PROBLEM STATEMENT: Copy the rows below word for word, starting at the line that contains "target | pile of laundry" and ending at the line that contains "x=119 y=116", with both of those lines included.

(Records of labeled points)
========
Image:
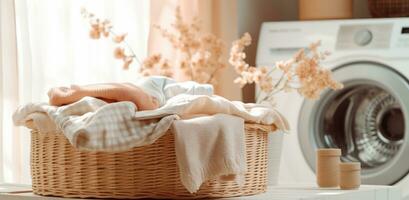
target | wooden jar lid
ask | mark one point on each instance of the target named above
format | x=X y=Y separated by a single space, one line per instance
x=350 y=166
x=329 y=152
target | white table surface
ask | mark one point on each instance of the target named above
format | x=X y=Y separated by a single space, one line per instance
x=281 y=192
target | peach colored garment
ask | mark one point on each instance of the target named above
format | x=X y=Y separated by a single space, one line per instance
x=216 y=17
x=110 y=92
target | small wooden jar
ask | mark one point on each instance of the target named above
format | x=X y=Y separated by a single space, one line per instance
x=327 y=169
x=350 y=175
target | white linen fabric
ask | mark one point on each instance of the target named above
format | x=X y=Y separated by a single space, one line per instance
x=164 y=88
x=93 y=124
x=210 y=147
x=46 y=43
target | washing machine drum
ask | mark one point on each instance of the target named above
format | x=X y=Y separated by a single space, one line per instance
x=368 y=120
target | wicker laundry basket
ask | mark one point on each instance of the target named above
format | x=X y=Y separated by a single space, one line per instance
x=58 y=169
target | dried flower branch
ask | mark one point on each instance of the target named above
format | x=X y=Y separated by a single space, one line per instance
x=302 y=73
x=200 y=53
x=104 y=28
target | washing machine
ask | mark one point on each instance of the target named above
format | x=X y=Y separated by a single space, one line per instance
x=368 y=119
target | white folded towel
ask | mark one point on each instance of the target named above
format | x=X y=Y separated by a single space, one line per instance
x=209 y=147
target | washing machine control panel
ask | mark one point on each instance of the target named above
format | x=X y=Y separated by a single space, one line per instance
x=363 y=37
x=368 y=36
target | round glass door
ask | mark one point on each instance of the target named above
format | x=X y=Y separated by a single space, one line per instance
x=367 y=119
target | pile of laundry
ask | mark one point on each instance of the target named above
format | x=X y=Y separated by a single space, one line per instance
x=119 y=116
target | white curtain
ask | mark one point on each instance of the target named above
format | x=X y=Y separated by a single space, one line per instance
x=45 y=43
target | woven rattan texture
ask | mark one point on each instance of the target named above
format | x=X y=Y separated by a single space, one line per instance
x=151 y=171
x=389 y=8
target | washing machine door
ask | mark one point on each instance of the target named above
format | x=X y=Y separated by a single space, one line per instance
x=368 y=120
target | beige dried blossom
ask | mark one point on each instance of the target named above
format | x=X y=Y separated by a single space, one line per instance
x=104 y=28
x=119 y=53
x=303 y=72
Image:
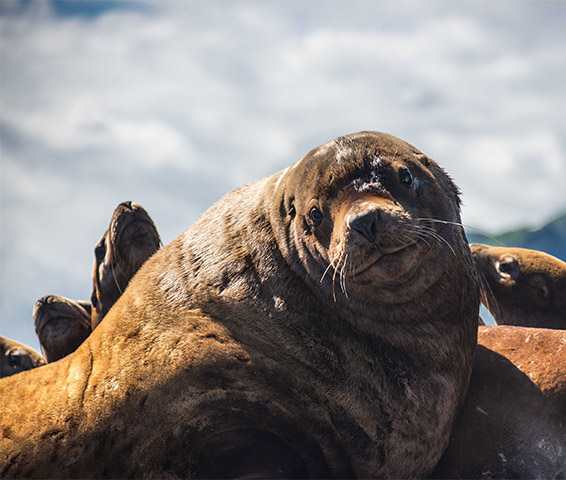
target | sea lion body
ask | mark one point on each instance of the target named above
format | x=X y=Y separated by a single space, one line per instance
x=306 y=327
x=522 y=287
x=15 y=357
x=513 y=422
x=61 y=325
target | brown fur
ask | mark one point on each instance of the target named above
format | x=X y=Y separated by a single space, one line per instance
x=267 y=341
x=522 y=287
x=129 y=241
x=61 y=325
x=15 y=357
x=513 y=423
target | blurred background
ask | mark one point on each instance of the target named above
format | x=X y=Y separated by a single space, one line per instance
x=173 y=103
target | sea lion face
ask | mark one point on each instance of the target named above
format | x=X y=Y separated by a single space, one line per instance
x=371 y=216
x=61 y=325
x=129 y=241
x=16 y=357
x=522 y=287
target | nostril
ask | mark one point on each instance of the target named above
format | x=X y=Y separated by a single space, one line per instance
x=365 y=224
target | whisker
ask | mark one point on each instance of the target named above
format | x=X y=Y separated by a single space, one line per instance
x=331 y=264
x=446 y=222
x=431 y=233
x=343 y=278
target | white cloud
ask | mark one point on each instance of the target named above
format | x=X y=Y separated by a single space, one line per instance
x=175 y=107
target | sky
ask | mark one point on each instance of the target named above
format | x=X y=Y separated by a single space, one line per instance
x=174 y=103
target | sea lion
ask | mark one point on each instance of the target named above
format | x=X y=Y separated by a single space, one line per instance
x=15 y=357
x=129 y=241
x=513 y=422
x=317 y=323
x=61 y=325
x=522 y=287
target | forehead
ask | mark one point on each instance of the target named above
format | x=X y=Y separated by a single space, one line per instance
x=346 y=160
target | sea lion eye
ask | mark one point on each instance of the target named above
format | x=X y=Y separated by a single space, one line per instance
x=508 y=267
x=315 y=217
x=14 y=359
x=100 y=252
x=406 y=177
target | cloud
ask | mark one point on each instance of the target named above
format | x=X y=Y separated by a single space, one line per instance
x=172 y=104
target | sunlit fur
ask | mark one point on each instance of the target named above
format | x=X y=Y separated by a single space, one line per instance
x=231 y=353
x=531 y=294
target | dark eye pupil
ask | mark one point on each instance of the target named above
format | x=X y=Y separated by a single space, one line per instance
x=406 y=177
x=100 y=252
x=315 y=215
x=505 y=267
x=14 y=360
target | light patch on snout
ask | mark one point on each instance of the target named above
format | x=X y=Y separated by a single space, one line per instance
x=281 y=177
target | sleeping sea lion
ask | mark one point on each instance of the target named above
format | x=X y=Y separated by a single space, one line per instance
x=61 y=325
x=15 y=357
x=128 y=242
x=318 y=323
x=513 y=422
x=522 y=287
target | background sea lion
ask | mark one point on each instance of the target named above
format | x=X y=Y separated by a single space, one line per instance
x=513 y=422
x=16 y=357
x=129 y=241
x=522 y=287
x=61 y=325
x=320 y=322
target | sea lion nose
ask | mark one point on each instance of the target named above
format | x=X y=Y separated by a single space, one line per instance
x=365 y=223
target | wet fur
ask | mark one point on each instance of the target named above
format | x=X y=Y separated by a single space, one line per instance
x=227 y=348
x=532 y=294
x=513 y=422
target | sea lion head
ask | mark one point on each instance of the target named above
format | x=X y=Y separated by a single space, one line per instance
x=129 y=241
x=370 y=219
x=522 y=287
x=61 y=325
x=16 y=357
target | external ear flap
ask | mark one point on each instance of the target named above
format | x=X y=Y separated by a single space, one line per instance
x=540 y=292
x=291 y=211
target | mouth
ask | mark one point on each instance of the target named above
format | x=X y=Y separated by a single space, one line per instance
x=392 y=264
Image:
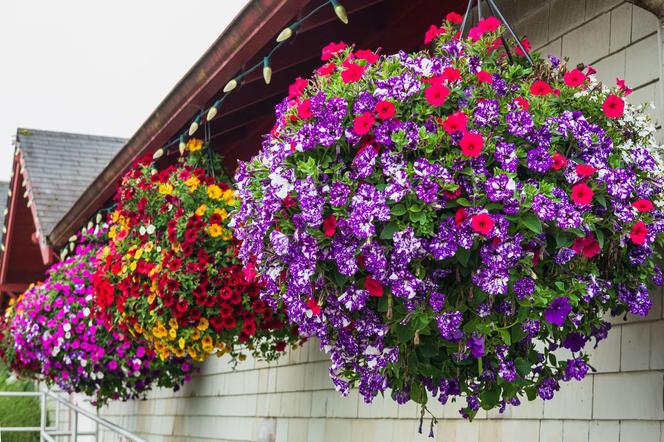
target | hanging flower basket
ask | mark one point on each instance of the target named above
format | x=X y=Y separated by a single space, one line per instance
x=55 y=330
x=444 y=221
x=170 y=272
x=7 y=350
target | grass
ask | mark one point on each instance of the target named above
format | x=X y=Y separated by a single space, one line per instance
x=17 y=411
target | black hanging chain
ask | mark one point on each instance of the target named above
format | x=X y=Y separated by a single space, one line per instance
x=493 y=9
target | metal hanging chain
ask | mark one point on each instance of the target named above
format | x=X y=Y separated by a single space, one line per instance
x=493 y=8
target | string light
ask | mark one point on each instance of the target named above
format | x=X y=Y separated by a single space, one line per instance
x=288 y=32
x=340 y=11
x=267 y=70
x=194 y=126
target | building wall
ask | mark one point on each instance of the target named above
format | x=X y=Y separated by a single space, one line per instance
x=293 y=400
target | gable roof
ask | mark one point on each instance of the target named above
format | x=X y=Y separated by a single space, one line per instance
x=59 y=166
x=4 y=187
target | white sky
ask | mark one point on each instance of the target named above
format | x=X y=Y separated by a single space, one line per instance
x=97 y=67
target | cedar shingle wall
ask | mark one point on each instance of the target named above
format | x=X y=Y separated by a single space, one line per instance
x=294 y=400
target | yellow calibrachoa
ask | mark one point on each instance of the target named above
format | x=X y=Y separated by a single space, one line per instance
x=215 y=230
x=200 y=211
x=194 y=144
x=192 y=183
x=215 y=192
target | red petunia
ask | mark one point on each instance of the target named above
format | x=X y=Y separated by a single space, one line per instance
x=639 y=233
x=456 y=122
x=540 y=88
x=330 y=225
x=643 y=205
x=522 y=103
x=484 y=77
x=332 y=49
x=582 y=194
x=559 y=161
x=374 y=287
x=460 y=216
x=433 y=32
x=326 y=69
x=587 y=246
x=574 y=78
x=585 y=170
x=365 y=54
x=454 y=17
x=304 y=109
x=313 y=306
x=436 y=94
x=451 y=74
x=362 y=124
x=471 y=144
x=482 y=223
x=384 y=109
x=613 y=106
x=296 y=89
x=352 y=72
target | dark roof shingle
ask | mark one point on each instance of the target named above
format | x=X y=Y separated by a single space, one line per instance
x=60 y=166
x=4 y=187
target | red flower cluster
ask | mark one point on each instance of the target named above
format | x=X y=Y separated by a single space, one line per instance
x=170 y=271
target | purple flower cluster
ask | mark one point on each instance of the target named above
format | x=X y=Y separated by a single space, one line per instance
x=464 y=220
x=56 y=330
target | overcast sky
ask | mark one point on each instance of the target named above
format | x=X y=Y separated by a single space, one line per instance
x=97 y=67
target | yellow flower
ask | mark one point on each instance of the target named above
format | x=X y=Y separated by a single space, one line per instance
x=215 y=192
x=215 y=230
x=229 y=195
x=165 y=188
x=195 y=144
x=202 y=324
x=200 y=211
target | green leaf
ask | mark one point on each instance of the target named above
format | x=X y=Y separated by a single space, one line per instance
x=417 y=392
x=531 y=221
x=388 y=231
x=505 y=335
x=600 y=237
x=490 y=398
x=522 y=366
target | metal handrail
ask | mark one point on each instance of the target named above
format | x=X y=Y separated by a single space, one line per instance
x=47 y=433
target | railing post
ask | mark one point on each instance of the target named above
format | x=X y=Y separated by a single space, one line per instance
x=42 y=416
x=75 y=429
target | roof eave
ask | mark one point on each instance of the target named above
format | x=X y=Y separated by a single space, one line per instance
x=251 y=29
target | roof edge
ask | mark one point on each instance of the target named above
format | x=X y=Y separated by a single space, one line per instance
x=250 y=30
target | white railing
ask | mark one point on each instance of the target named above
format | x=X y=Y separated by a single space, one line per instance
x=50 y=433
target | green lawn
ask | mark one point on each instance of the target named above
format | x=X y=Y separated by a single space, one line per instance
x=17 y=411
========
WRITTEN ANSWER:
target | pile of laundry
ask | mark one point on each instance of the target named above
format | x=X y=Y separated by a single space, one line per instance
x=119 y=116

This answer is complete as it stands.